(DATA SHOWN)
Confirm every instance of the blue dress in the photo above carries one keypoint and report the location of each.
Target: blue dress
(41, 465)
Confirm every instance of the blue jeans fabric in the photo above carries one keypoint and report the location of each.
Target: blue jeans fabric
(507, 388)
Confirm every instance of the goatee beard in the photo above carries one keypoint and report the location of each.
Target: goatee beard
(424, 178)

(ACTION ITEM) Check every line above for the string "carries" and copy those that have it.

(RESPONSE)
Confirm every instance of the blue dress in the photo above carries one keypoint and report the location of each.
Confirm every instance of the blue jeans fabric in the photo above carries one keypoint and report the location of each.
Confirm every instance of the goatee beard in the photo above carries one keypoint and report the location of each.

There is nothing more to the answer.